## Begin

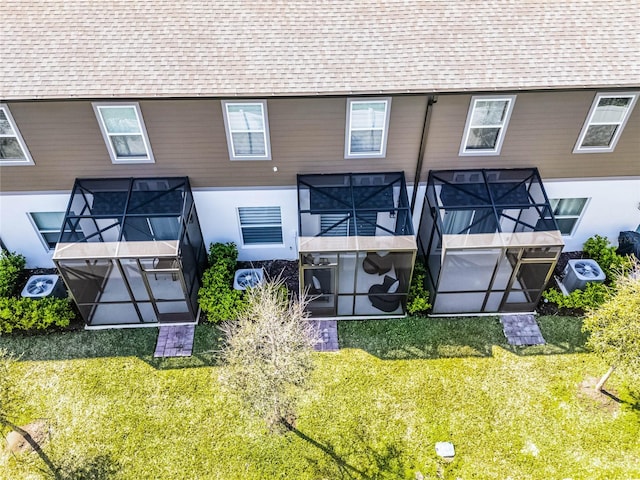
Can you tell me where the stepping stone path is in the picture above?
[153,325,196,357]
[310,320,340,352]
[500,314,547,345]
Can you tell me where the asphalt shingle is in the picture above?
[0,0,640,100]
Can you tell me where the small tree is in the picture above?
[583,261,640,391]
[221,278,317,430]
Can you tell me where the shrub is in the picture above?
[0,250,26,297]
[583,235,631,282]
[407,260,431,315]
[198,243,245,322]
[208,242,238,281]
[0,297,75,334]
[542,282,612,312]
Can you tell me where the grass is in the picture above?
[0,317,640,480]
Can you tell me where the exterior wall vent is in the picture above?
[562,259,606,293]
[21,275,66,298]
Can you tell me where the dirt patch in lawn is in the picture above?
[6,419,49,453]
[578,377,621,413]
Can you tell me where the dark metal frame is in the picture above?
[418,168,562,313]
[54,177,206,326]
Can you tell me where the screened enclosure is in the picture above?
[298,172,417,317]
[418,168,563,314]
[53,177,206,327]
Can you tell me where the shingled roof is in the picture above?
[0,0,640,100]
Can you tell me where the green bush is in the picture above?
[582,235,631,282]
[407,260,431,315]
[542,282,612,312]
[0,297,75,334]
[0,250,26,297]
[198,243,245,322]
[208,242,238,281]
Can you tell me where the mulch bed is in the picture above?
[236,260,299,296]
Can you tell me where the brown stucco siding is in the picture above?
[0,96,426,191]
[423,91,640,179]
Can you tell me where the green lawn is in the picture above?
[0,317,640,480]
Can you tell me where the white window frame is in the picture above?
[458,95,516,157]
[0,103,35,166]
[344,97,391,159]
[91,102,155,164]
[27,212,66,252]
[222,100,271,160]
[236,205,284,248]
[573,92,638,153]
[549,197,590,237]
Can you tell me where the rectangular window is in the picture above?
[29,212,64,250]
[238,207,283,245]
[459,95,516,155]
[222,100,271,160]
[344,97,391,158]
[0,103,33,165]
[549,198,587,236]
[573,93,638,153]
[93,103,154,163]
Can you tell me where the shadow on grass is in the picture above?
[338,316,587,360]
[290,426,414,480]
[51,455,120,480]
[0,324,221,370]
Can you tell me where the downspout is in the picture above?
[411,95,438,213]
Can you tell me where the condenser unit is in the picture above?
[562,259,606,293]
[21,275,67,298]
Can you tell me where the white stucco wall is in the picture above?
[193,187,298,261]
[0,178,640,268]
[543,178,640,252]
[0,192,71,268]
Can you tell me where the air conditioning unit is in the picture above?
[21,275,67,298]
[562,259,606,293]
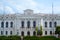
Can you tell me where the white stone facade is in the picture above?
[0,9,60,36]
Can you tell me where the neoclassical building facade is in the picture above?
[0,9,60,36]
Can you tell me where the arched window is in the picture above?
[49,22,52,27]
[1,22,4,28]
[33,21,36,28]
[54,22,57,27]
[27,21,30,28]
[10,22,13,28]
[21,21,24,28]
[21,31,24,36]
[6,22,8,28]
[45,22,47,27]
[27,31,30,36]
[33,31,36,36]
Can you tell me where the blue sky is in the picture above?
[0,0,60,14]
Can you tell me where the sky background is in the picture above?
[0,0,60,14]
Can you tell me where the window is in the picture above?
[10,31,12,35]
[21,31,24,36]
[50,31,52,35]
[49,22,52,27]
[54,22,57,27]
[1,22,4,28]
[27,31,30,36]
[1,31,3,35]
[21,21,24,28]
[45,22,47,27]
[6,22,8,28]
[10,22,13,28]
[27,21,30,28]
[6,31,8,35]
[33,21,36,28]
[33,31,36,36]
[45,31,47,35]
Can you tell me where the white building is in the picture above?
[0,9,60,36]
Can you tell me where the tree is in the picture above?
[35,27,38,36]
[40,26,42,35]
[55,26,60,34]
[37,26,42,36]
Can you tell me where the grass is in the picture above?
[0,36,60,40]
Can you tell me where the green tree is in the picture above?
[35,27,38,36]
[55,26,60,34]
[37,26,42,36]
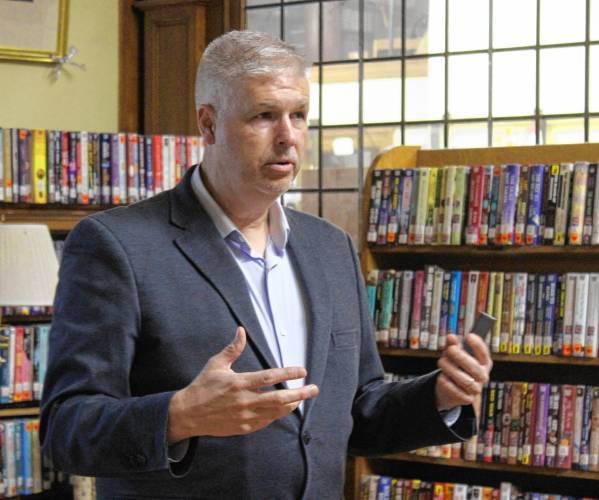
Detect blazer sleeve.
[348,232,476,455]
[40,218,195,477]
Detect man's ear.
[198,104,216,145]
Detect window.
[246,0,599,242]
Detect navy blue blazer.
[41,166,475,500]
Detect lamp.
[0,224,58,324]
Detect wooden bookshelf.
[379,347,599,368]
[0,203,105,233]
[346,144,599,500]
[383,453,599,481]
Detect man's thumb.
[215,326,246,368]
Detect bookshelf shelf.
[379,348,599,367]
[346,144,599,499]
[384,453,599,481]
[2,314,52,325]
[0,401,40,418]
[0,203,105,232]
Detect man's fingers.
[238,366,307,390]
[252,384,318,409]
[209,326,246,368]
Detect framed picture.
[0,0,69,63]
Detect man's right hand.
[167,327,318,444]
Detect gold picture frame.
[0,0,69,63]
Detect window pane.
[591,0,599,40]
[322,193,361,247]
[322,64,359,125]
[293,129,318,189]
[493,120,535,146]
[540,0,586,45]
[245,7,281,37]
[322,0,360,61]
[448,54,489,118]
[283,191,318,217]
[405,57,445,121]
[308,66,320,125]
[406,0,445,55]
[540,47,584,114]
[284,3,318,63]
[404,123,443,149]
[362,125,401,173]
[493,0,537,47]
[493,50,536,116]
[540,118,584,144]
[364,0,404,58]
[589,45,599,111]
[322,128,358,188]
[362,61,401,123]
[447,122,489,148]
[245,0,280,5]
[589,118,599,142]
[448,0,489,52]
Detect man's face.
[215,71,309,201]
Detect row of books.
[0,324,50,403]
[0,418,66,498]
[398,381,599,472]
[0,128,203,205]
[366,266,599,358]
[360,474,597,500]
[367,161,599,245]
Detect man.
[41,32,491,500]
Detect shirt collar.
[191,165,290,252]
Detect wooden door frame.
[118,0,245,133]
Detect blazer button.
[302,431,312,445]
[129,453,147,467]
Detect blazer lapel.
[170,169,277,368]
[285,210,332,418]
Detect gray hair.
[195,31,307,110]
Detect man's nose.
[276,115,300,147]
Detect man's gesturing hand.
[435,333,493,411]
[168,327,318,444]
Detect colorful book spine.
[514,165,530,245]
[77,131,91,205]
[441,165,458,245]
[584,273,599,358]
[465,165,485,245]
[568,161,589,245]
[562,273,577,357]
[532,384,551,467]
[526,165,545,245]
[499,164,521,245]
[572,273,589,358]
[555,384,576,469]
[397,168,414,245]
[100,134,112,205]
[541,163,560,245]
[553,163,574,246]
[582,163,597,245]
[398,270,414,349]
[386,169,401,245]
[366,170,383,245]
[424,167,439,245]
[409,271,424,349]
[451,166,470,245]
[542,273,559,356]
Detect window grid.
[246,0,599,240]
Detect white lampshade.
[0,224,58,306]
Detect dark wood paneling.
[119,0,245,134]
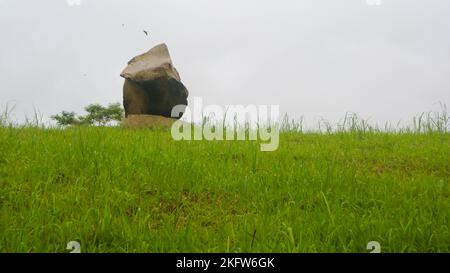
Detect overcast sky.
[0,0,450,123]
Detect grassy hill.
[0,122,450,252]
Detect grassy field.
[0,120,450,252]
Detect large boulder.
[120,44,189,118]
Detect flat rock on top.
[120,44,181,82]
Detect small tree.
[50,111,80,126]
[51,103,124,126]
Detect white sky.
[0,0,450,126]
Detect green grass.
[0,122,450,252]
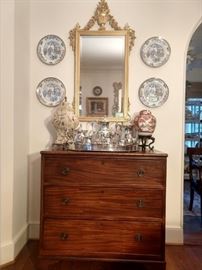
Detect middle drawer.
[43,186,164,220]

## End

SHORT PROBLEM>
Omit all pictures and write out, exactly, only the lines from the line containing "Detect man." through the last line of the entries above.

CORRECT RESULT>
Detect man.
[41,32,491,500]
Detect shirt collar.
[191,165,290,252]
Detect wooden door frame.
[118,0,245,133]
Detect blazer button.
[302,431,312,445]
[129,453,147,467]
Detect blazer lapel.
[170,169,277,368]
[285,210,332,418]
Detect gray hair.
[195,31,307,110]
Detect man's nose.
[276,115,300,147]
Detect man's gesturing hand.
[435,333,493,411]
[168,327,318,444]
Detect colorful book spine.
[514,165,530,245]
[77,131,91,205]
[441,165,458,245]
[584,273,599,358]
[465,165,485,245]
[568,161,589,245]
[562,273,577,357]
[532,384,551,467]
[526,165,545,245]
[499,164,521,245]
[572,273,589,358]
[555,384,576,469]
[397,168,414,245]
[100,134,112,205]
[541,163,560,245]
[553,163,574,246]
[582,163,597,245]
[398,270,414,349]
[386,169,401,245]
[366,170,383,245]
[424,167,439,245]
[409,271,424,349]
[451,166,470,245]
[542,273,559,356]
Detect window grid.
[246,0,599,240]
Detect white lampshade.
[0,224,58,306]
Detect dark wood paneling.
[119,0,245,134]
Detect overcast sky.
[0,0,450,123]
Detect grassy hill.
[0,122,450,252]
Detect grassy field.
[0,120,450,252]
Detect large boulder.
[120,44,189,118]
Detect flat rock on top.
[120,44,181,82]
Detect small tree.
[50,111,80,126]
[51,103,124,126]
Detect white sky.
[0,0,450,126]
Detect green grass.
[0,122,450,252]
Detect middle drawer.
[43,186,164,220]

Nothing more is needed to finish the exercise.